All patches in series Reviewed-by: Ewan D. Milne 




Re: [PATCH v4 1/6] mpt3sas: Introduce mpt3sas_base_pci_device_is_available

2018-09-27 Thread Lukas Wunner
On Thu, Sep 27, 2018 at 01:47:46PM -0500, Bjorn Helgaas wrote:
>   mpt3sas_wait_for_commands_to_complete(...)
>   {
> ...
>  +  if (!mpt3sas_base_pci_device_is_available(ioc))
>  +return;
> 
> # In the definitive case, we returned above.  If we get here, we
> # think the device *might* be present.  The readl() inside
> # mpt3sas_base_get_iocstate() might fail (returning ~0 data).
> # It happens that (~0 & MPI2_IOC_STATE_MASK) != MPI2_IOC_STATE_OPERATIONAL
> # so we will return below if the device was removed after the
> # check above.
> 
> ioc_state = mpt3sas_base_get_iocstate(ioc, 0);
> if ((ioc_state & MPI2_IOC_STATE_MASK) != MPI2_IOC_STATE_OPERATIONAL)
>   return;
> ...
> 
> 
> I think this code is unreasonably complicated.  The multiple layers
> and negations make it very difficult to figure out what's definitive.

I agree there's room for improvement.


> I'm not sure how mpt3sas benefits from adding
> mpt3sas_base_pci_device_is_available() here, other than the fact that
> it avoids an MMIO read to the device in most cases.  I think it would
> be simpler and better to make mpt3sas_base_get_iocstate() smarter
> about handling ~0 values from the readl().

Avoiding an MMIO read when it's known to run into a Completion Timeout
buys about 17 ms.  If the function is executed many times (I don't know
if that's the case here, I'm referring to the general case), or if bailing
out of it early avoids significant amounts of further I/O, then checking
for disconnectedness makes sense.

The 17 ms number is from this talk:
https://www.youtube.com/watch?v=GJ6B0xzgvlM&t=832

It's the typical Completion Timeout on an Intel chip, but it can be up to
50 ms in the default setting or up to 64 s if so configured in the Device
Control 2 register (PCIe r4.0 sec 7.8.16).

Given problem: Please carry the mpt3sas patch discussion forward by writing the next part of the reply, starting after its final sentence. The rows have no role in anything asked here.

Entries:
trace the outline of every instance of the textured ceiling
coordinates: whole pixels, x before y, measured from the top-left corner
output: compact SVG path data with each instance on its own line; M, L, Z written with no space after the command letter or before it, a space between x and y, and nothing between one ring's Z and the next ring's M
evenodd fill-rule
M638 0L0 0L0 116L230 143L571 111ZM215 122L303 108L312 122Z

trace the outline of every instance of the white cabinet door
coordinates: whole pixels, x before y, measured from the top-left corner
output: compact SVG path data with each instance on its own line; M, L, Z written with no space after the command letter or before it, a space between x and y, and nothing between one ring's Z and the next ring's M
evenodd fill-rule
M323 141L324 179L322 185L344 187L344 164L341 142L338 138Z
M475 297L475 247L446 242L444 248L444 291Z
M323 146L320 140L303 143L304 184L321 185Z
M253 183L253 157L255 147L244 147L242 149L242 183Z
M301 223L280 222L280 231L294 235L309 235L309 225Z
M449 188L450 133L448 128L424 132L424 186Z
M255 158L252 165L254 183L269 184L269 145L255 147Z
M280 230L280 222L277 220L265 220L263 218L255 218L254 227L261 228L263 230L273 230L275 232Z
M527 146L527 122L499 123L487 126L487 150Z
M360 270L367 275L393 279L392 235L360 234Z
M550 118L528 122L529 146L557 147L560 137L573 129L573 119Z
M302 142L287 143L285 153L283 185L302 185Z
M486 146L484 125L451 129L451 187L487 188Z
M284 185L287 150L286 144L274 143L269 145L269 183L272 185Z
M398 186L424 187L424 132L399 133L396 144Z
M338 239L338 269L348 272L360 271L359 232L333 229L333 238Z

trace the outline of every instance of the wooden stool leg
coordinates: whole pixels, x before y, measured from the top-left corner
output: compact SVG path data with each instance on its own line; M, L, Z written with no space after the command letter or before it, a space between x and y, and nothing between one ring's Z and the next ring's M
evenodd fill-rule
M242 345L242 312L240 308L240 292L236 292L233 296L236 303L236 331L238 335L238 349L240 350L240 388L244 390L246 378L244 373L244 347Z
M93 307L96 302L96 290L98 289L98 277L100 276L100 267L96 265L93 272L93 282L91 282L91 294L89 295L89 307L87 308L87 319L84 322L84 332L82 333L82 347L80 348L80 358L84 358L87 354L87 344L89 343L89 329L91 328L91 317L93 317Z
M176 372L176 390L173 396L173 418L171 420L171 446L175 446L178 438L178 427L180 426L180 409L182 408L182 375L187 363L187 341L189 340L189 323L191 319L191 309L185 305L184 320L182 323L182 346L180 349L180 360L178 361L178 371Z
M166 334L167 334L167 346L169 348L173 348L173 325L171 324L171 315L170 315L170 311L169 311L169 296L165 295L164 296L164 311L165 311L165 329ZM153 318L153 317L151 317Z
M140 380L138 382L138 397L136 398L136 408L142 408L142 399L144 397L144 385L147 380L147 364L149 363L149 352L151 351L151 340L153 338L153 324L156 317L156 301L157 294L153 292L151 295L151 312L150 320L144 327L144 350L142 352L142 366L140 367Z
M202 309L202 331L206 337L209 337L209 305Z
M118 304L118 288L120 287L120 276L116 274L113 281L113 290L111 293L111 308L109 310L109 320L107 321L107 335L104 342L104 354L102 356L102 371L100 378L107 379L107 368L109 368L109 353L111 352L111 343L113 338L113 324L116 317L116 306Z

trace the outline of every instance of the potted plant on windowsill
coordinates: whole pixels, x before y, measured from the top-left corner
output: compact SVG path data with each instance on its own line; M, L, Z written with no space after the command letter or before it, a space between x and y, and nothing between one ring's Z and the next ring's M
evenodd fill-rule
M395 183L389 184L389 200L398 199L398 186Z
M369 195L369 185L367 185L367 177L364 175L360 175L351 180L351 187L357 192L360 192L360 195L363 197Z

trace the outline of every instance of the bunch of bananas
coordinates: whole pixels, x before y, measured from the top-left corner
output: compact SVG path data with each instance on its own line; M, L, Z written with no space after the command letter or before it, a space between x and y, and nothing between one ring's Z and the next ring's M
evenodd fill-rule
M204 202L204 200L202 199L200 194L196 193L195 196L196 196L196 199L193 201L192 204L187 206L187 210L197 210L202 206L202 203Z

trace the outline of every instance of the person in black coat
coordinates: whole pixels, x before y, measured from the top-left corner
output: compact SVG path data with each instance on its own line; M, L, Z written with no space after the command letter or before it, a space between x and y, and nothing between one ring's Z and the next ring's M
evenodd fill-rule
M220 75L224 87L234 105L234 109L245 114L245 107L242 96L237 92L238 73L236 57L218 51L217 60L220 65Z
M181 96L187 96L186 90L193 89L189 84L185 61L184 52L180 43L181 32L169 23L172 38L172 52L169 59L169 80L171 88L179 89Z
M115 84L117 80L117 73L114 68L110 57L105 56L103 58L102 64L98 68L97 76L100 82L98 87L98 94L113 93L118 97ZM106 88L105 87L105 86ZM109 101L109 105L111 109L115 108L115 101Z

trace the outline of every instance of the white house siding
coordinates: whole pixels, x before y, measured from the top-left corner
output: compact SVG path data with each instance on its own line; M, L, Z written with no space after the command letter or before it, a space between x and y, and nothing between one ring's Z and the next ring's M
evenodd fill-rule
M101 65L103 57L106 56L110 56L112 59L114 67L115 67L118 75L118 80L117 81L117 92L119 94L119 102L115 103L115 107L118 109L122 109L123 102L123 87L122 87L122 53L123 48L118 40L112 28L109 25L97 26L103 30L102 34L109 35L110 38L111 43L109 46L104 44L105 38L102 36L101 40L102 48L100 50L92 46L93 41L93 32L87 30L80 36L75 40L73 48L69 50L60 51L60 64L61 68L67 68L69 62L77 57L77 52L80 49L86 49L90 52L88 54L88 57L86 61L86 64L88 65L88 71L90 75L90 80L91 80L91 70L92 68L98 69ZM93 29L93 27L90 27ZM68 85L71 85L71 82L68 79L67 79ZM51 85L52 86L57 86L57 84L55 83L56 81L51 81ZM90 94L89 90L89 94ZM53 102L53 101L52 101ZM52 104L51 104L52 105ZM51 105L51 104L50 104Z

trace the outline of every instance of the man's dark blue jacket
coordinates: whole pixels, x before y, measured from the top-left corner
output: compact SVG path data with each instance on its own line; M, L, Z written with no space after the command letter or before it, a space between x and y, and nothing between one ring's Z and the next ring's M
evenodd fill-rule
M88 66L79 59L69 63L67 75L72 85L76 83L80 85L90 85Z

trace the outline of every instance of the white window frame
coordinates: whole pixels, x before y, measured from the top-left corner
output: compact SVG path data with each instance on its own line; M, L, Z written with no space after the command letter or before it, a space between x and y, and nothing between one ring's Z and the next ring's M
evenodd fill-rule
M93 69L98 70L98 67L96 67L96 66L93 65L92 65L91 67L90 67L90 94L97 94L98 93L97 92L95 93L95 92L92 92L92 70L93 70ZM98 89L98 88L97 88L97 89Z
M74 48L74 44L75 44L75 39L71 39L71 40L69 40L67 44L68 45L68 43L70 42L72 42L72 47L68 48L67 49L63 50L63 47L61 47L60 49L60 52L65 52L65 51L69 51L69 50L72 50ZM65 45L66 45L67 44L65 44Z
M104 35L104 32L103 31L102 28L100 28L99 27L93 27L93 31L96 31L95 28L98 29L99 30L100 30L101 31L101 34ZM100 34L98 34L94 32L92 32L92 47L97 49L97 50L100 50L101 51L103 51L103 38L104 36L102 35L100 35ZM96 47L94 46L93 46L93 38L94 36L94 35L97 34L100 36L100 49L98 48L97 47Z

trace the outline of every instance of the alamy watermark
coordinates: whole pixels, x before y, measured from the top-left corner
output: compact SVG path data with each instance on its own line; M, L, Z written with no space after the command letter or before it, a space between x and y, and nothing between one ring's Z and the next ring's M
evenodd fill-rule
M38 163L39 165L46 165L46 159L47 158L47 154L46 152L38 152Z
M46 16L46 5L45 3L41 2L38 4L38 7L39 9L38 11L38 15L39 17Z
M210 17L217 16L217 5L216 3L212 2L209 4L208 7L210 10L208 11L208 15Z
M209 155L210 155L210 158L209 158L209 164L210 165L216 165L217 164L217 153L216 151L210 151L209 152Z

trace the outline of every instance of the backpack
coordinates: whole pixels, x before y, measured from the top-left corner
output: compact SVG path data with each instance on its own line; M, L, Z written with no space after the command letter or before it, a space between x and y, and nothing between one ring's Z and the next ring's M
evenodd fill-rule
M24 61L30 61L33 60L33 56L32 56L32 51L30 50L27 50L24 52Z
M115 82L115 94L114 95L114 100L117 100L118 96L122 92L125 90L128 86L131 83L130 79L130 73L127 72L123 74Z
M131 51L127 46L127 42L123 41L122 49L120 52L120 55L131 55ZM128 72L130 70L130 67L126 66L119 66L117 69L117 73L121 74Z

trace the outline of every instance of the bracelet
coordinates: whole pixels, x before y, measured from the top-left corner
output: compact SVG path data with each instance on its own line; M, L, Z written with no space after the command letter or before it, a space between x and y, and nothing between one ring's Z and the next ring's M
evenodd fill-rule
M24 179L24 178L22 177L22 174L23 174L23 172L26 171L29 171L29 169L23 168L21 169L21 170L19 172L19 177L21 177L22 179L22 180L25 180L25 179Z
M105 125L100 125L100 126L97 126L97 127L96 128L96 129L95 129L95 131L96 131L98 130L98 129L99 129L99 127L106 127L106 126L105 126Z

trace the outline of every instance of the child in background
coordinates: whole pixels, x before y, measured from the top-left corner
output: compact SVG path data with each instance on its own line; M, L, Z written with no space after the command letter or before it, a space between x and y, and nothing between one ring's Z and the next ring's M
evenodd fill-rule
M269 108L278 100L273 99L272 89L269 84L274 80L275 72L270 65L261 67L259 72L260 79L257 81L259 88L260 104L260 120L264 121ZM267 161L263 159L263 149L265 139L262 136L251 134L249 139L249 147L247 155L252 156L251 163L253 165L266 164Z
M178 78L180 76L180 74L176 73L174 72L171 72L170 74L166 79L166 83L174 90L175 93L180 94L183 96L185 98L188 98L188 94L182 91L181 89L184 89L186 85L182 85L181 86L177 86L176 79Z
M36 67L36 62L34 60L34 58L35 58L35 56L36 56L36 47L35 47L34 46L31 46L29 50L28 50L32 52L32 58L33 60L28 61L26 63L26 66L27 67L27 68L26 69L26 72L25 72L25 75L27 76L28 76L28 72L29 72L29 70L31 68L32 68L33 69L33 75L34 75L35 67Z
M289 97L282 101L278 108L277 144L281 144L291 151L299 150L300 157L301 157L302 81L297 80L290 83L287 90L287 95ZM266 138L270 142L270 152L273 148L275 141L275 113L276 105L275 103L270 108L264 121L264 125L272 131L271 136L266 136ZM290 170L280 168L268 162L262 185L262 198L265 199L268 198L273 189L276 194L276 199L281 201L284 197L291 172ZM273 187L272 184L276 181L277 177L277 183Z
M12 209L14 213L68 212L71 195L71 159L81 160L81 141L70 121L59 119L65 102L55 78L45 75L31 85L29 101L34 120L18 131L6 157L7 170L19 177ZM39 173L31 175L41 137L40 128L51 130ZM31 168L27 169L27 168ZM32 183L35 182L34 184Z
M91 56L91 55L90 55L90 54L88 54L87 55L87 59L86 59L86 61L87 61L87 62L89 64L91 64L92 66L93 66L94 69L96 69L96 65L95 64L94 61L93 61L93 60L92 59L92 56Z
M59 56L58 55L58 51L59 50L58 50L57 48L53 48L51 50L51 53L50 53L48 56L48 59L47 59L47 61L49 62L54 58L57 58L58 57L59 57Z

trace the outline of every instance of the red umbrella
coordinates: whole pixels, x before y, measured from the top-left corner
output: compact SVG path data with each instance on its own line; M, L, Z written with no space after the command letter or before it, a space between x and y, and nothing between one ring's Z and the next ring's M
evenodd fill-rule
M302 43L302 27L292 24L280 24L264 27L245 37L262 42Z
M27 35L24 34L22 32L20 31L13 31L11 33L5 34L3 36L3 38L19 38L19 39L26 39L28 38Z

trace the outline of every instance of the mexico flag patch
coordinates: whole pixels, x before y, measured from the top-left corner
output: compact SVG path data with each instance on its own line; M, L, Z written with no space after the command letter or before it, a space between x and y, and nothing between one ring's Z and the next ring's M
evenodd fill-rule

Written response:
Thanks,

Lukas


Re: [PATCH v4 1/6] mpt3sas: Introduce mpt3sas_base_pci_device_is_available

2018-09-27 Thread Bjorn Helgaas
[+cc Ben, Russell, Sam, Oliver in case they have pertinent experience from
powerpc error handling; thread begins at
https://lore.kernel.org/linux-pci/1537935759-14754-1-git-send-email-suganath-prabu.subram...@broadcom.com/]

On Thu, Sep 27, 2018 at 09:03:27AM +0200, Lukas Wunner wrote:
> On Wed, Sep 26, 2018 at 04:32:41PM -0500, Bjorn Helgaas wrote:
> > On Wed, Sep 26, 2018 at 09:52:34AM +0530, Suganath Prabu S wrote:
> > > @@ -6853,6 +6872,13 @@ mpt3sas_wait_for_commands_to_complete(struct 
> > > MPT3SAS_ADAPTER *ioc)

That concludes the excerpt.